Do this
Everything from the line containing "Locate the dry leaf" through the last line of the data below is to be retyped exactly, apart from the pictures.
..............................
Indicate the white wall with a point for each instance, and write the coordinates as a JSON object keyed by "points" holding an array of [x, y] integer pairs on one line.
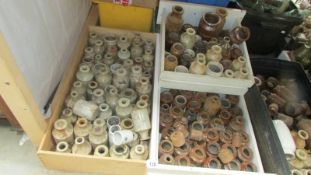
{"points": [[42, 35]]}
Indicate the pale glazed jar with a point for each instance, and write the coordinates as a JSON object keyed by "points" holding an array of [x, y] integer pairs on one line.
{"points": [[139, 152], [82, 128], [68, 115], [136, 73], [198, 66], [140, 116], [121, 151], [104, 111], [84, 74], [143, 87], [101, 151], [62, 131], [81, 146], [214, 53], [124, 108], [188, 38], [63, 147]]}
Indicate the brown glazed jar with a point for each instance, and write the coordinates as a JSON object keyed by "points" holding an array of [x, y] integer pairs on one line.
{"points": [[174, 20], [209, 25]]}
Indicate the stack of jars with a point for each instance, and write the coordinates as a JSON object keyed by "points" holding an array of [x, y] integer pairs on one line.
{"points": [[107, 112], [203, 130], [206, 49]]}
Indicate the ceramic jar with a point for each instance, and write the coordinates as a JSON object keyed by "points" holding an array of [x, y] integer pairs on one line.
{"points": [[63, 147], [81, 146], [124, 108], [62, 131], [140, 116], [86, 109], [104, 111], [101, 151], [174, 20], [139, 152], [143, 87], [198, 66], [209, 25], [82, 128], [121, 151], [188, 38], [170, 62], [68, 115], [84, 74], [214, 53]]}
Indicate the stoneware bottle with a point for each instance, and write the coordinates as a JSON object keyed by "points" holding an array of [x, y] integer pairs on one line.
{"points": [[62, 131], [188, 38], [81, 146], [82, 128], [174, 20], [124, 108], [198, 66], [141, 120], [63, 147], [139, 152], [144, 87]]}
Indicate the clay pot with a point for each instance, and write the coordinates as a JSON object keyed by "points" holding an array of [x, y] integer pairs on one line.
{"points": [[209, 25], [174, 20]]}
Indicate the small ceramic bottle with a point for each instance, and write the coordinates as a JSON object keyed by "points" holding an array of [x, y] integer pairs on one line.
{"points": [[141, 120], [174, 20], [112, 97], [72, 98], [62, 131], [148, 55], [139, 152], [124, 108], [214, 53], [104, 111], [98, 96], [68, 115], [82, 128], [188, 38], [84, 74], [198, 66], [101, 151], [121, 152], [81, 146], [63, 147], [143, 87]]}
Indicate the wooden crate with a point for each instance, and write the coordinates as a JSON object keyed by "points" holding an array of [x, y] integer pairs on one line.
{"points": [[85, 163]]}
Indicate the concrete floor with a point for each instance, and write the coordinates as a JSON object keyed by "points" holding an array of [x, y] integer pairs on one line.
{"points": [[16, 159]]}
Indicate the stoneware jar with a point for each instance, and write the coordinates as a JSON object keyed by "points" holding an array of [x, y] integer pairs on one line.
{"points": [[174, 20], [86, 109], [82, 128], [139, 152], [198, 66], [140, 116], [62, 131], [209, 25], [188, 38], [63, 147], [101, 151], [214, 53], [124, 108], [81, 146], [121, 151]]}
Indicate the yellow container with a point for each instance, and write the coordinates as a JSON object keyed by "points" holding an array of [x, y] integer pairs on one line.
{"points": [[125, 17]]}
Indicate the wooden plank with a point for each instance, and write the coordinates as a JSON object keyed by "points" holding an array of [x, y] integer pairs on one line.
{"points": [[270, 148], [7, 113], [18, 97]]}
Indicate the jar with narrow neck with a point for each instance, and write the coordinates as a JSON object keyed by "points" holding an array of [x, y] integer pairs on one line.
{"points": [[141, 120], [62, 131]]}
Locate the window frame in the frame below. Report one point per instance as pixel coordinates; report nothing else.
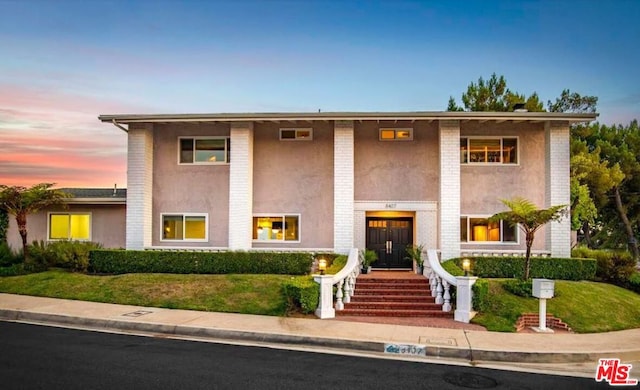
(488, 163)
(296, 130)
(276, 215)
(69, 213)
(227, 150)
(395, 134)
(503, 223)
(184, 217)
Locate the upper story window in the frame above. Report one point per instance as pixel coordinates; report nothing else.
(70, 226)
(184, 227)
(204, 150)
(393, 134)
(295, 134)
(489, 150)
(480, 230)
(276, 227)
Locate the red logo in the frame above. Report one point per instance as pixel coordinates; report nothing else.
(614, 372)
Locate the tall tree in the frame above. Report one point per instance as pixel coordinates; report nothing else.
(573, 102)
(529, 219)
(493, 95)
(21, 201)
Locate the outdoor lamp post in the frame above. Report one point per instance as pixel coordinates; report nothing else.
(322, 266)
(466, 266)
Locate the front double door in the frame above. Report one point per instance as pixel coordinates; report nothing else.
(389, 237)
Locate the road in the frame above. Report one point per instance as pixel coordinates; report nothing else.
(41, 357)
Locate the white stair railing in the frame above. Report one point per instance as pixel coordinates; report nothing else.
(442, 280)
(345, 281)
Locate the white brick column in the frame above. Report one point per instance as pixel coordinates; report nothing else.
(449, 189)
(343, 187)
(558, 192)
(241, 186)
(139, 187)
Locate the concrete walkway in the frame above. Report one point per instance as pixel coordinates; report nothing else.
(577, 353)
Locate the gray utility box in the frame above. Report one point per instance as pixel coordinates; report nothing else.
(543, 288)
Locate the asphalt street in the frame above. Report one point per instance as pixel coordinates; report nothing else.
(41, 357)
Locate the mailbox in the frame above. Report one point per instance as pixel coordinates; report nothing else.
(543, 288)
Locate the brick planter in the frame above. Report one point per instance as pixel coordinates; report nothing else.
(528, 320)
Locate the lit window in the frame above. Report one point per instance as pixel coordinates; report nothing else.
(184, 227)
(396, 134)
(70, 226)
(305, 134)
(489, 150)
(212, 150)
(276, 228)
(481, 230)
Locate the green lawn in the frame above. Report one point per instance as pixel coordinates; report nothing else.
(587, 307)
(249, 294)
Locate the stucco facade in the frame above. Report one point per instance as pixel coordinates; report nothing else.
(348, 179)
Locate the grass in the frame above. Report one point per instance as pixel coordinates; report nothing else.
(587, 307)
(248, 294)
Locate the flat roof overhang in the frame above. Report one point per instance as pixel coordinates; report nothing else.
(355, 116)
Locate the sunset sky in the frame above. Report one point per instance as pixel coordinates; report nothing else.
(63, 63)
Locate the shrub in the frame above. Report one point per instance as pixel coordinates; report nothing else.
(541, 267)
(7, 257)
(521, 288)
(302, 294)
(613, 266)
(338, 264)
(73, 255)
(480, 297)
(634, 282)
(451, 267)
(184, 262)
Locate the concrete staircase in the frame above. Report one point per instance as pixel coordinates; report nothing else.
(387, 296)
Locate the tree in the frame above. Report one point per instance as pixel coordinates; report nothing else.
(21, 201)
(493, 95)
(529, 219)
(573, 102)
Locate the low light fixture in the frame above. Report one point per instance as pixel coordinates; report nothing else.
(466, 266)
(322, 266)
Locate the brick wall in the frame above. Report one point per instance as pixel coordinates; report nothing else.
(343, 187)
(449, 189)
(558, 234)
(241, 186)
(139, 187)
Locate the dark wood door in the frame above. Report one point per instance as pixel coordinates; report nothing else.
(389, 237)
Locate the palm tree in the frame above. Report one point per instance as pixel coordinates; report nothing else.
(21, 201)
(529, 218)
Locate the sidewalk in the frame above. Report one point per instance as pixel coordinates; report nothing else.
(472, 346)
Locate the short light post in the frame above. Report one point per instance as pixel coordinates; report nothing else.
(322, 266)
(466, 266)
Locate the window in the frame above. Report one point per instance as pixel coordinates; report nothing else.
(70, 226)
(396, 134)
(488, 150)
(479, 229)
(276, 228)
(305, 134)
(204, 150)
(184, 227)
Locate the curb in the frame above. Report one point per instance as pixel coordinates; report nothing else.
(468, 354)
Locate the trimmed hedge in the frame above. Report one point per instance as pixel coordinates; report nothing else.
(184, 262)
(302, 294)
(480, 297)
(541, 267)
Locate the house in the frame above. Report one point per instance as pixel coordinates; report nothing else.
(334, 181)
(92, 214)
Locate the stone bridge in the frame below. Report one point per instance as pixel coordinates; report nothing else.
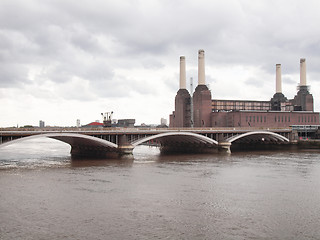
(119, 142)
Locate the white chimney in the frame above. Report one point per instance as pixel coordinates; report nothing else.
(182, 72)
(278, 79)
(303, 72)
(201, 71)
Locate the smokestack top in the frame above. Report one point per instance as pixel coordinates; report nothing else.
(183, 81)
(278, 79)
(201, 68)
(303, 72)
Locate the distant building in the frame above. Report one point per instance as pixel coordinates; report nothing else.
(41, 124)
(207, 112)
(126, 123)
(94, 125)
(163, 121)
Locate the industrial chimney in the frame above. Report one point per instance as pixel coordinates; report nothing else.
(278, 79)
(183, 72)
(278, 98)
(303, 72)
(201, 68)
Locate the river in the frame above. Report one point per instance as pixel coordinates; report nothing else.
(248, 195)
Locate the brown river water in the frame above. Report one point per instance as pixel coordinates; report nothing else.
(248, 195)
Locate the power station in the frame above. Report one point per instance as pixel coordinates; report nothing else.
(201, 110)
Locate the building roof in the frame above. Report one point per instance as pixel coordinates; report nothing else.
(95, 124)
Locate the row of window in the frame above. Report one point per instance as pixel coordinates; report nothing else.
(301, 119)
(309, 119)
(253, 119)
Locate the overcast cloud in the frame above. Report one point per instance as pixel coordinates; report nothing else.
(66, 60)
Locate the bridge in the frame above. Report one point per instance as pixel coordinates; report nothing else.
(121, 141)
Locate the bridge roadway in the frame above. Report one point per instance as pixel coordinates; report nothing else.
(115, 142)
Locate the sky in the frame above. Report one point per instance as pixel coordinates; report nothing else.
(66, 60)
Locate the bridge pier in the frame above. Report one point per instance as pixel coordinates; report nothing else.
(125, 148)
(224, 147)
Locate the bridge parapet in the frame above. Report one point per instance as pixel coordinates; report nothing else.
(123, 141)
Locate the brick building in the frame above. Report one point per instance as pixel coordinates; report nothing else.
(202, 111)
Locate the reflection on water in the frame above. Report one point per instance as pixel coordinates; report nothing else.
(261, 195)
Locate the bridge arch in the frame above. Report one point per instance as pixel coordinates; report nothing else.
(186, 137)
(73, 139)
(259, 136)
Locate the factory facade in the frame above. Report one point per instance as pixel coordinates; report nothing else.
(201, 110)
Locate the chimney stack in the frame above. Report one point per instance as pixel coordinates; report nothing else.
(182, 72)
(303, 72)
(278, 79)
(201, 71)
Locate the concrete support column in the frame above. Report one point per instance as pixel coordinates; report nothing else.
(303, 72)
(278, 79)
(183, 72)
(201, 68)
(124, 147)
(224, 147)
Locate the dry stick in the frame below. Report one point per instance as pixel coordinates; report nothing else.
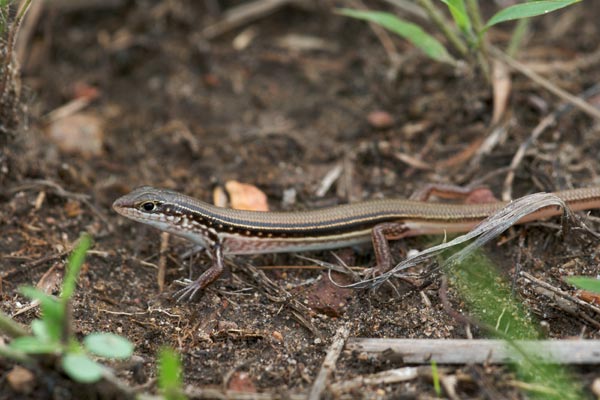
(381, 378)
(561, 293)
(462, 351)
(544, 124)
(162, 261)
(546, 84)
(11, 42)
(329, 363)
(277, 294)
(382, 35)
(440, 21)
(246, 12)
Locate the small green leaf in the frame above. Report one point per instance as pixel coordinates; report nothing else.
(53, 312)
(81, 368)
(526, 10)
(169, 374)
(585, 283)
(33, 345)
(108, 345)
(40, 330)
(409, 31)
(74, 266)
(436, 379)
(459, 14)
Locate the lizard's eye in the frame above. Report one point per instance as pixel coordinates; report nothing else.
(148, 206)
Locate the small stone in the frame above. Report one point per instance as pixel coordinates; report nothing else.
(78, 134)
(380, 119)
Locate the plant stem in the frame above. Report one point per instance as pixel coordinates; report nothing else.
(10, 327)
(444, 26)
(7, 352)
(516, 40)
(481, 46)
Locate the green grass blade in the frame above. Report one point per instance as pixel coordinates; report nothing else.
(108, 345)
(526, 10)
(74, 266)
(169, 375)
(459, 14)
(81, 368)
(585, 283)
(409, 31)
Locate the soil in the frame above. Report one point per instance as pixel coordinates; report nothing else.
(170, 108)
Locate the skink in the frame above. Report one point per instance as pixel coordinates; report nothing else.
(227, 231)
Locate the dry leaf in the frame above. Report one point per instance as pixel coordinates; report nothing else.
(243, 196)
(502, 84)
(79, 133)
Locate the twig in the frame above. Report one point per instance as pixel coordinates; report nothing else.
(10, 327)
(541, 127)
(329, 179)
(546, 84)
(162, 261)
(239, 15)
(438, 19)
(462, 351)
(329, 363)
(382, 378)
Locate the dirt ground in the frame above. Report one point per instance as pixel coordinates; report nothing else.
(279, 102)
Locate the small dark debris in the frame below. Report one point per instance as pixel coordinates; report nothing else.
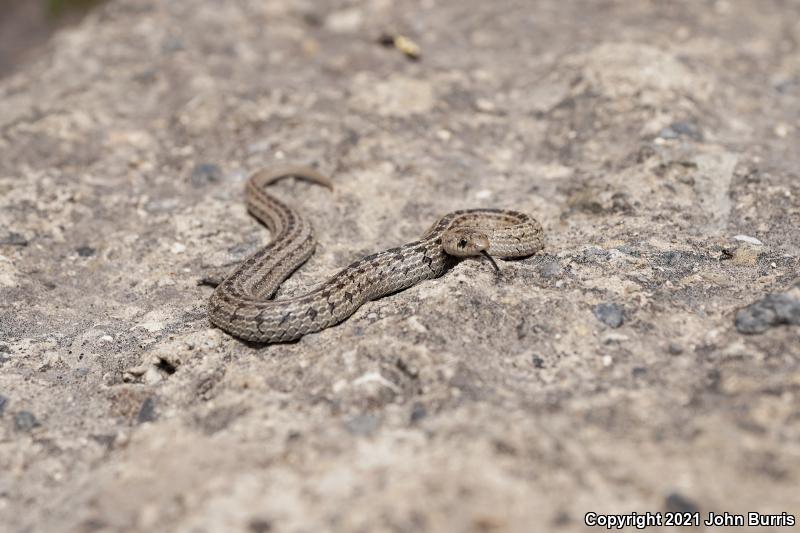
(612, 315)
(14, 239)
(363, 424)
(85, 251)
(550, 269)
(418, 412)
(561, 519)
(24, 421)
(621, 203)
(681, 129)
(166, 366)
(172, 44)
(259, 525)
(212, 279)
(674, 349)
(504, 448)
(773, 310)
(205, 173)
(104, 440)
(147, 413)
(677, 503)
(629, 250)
..............................
Answer for this exercise
Locate the dry leaf in the frame above. Report one point per instance as pixel coordinates; report nothing else.
(243, 196)
(502, 84)
(79, 133)
Locate the twig in the frame above. Report one point per instance as pixel coordinates; report nothing else.
(10, 327)
(541, 127)
(329, 179)
(546, 84)
(162, 261)
(239, 15)
(438, 19)
(462, 351)
(329, 363)
(382, 378)
Locate the dirt ground in the frame above. Report one point per instance as pixel coordinates; report nothing else.
(279, 102)
Locate the small dark debris in the frame below. Report one point per instance as pixel coordinates; report nothing else.
(612, 315)
(14, 239)
(363, 424)
(85, 251)
(550, 269)
(418, 412)
(561, 519)
(24, 421)
(621, 203)
(681, 129)
(166, 366)
(172, 44)
(259, 525)
(212, 279)
(674, 349)
(504, 448)
(773, 310)
(205, 173)
(104, 440)
(147, 413)
(677, 503)
(629, 250)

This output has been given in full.